__YOUR GOAL__. In the listing below, find each line containing "single" and report it.

MATERIAL FOR THE TASK: Begin

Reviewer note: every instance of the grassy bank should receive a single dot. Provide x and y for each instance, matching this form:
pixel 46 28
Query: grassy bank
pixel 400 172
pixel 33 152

MATERIAL FOR THE TASK: End
MATERIAL FOR THE TASK: Begin

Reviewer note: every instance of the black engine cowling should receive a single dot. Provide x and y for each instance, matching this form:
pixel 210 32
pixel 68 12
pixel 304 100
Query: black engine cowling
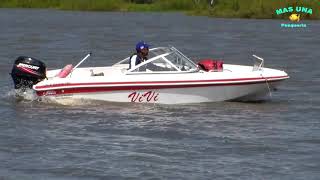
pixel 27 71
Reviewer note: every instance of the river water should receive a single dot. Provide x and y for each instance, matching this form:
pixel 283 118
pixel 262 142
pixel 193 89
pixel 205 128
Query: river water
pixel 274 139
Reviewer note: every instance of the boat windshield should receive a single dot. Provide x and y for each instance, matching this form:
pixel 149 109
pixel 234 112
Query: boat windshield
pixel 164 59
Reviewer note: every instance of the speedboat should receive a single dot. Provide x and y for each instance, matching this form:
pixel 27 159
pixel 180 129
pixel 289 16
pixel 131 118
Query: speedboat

MATERIAL FOR THE TASK: End

__ANSWER BELOW__.
Reviewer note: every instance of the grassy bank should receive a single dot. Provide x and y for each instance, matching this form:
Reviewer note: every instance of the black engine cowling should receive a single dot. Provide x and y for each instance, matching this form:
Reviewer note: every instance of the river water should receive a single dot. Provide x and y for each instance, matching this form:
Reviewer note: every instance of the boat windshield should receive a single dot. Provide x and y for each instance, matching this form:
Reviewer note: every instance of the speedboat should receive a single dot. Provide x and y for each instance, matching this form:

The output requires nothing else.